_Exercise prompt_
Reproduce each line of the material precisely.

_Data supplied_
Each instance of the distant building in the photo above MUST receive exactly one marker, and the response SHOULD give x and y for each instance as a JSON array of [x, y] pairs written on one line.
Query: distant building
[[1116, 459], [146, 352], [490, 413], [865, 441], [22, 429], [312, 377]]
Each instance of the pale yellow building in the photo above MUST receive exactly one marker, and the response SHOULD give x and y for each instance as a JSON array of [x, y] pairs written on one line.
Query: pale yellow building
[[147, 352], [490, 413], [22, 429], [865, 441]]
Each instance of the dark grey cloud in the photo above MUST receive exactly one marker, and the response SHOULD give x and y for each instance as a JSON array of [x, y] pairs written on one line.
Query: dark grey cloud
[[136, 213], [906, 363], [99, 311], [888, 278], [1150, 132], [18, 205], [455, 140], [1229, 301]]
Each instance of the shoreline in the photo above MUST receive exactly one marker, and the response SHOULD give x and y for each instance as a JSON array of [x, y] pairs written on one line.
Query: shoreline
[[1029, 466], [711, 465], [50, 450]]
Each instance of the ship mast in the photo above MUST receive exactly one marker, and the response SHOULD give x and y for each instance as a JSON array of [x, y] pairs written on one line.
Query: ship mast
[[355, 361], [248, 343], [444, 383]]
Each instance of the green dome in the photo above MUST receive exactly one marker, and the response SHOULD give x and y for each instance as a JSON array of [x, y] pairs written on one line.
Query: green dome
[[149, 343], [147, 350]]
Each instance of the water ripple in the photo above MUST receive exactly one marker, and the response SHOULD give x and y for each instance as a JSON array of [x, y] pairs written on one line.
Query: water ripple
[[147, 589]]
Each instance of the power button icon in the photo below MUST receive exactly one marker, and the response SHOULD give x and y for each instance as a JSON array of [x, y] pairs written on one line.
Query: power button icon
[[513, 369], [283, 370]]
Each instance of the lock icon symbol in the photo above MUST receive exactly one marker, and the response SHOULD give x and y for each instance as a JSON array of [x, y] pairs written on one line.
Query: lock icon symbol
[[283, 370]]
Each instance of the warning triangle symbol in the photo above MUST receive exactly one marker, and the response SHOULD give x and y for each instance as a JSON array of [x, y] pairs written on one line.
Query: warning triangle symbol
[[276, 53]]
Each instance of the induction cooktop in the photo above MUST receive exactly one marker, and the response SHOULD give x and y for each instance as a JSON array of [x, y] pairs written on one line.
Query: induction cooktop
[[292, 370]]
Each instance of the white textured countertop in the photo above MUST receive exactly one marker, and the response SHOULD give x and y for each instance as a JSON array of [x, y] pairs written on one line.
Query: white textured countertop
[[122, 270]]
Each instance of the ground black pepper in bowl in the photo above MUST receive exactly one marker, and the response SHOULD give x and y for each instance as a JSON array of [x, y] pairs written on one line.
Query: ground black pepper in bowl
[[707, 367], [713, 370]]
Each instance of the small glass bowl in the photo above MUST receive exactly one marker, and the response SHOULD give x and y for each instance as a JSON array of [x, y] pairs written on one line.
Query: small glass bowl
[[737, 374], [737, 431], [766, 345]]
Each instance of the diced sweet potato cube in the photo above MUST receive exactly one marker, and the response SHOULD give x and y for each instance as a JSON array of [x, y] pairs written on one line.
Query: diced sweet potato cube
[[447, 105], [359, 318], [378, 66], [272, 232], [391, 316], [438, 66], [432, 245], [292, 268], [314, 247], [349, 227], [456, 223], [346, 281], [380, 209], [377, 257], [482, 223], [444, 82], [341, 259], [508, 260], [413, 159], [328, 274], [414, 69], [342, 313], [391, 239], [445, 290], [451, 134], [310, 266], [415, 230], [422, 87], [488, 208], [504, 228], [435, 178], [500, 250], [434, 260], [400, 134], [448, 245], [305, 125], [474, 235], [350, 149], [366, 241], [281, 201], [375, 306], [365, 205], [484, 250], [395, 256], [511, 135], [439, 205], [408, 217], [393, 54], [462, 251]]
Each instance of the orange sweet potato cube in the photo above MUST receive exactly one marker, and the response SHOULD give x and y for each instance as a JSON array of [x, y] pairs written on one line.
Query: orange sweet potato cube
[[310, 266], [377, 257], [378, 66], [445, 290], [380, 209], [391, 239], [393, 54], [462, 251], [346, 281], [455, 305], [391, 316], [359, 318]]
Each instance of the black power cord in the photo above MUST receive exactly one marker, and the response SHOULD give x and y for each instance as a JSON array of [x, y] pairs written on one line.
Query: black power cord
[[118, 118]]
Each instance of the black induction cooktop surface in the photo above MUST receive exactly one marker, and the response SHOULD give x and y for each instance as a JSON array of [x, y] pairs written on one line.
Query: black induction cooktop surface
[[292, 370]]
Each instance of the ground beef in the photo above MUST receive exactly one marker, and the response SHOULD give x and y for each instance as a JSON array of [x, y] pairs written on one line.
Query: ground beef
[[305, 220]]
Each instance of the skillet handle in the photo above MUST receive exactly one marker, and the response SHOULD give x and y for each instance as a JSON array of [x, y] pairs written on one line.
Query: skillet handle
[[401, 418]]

_Task answer_
Each instance of the distant building in the photo above MUST receive exactly one marker, and the response SHOULD give x and y for each instance as a JSON array of [x, y] pairs written on one line.
Query: distant building
[[1116, 459], [146, 352], [490, 413], [865, 441], [22, 429], [312, 377]]
Each instance of the pale yellow building in the photo above MUST receive exactly one marker, and the response SHOULD give x and y for each instance as a JSON array of [x, y] pairs written on one line.
Query: pale yellow building
[[147, 352], [490, 413], [22, 429], [865, 441]]
Each instance of the dark grey cloud in the photo above MUST receive exactly one marker, and the response SHOULD give x and y for each instance as a JSON array of [x, y] pairs written on one line.
Query: dark grey cloud
[[136, 213], [906, 363], [99, 311], [888, 278], [1150, 132], [18, 205], [455, 140], [1229, 301]]
Each instance of the shoreline in the photo above MUST receive exactly one marker, and the response SHOULD give x and y for each instance as a JSON array of [x, y] pairs written on one line.
Query: shoreline
[[1029, 466], [711, 465], [50, 450]]
Each instance of the ship mast in the photo above MUST receive exactly one marker, and the response SHOULD give x and y for each instance as a JSON array of [x, y] pairs written on one line.
Query: ship mast
[[355, 361], [248, 343], [444, 383]]
Each instance of the green dome in the photo above MUST receive exactly one marker, and the response SHOULD give x and y for each instance as a JSON array of [x, y] pairs written on one line.
Query: green dome
[[149, 343], [147, 350]]
Each instance of the water ripple in the photo above MUST receive exactly one marker, and the response SHOULD give x and y for each instance as a JSON array of [x, y] pairs written on one line.
Query: water ripple
[[147, 589]]
Each instance of the power button icon in the photo below MUST receive exactly one marker, and the response SHOULD give x and y for each instance as a JSON array of [x, y] pairs written on one line.
Query: power button icon
[[513, 369], [283, 370]]
Each instance of the lock icon symbol in the photo above MUST receive exactly one marker, and the response SHOULD give x and y for each instance as a JSON array of [x, y] pairs written on one line.
Query: lock icon symbol
[[283, 370]]
Each instance of the warning triangle symbol in the photo above MUST receive exactly one marker, and the response SHOULD give x and y for each instance as a JSON array of [x, y] pairs written on one line.
Query: warning triangle symbol
[[276, 53]]
Each instance of the induction cooktop in the photo above MUST receive exactly one marker, and the response SHOULD give x and y for each instance as a JSON array of [x, y] pairs written on one line.
Query: induction cooktop
[[292, 370]]
Each instance of the white textured countertop in the photo above MUST receive exactly one marker, and the response SHOULD give x and y for each instance as a JSON array of [x, y] pairs written on one line.
Query: white textured countertop
[[122, 270]]
Each instance of the ground black pepper in bowl in the photo above MUST receive exactly one marker, and the response SHOULD give x and y for each instance as a JSON array of [x, y] pairs written on one line.
Query: ground black pepper in bowl
[[707, 367], [713, 370]]
Each instance of the small glass bowl in the photo above MUST receive exactly one marker, and the response SHOULD give x and y for each instance as a JSON array of [x, y] pairs written on one line.
Query: small glass bowl
[[737, 374], [737, 431], [766, 345]]
Each instance of the diced sweet potato cube in the photo above MUST receive exactly one marker, and the response SHOULD give x and y for each instance as a JSON array of [x, y] pairs written on one line.
Query: diced sweet potato cube
[[447, 105], [359, 318], [378, 66], [272, 232], [391, 316], [438, 66], [432, 245], [292, 268], [314, 247], [349, 227], [456, 223], [346, 281], [380, 209], [377, 257], [482, 223], [444, 82], [341, 259], [508, 260], [413, 159], [328, 274], [414, 69], [342, 313], [391, 239], [445, 290], [451, 134], [310, 266], [415, 230], [422, 87], [488, 208], [504, 228], [435, 178], [500, 250], [434, 260], [400, 134], [448, 245], [305, 125], [474, 235], [350, 149], [366, 241], [281, 201], [375, 306], [365, 205], [484, 250], [395, 256], [511, 135], [439, 205], [408, 217], [393, 54], [462, 251]]
Each instance of the orange sweet potato cube in the photo above MUST receive exactly one marker, and the response SHOULD give x and y for each instance as a JSON array of [x, y] pairs written on one line.
Query: orange sweet potato cube
[[310, 266], [377, 257], [378, 66], [445, 290], [380, 209], [391, 239], [393, 54], [462, 251], [346, 281], [455, 305], [391, 316], [359, 318]]
Each instance of the black power cord in the photo above MUST receive exactly one marker, and the response SHOULD give x and y for each instance as a JSON array of [x, y] pairs written on one line.
Query: black power cord
[[118, 118]]
Each instance of the black induction cooktop surface in the photo above MUST receive exactly one marker, and the response SHOULD give x and y for each instance as a JSON array of [x, y] pairs written on one line.
Query: black induction cooktop surface
[[292, 370]]
Each instance of the ground beef in the photo above MUST receive exactly one marker, and the response SHOULD give x and y for each instance as a JSON array of [x, y] pairs written on one line.
Query: ground beef
[[305, 220]]
Each instance of the skillet handle in the photo above MUST receive exactly one marker, and the response SHOULD give x and y for each instance as a JSON array of [x, y] pairs written on one line.
Query: skillet handle
[[401, 418]]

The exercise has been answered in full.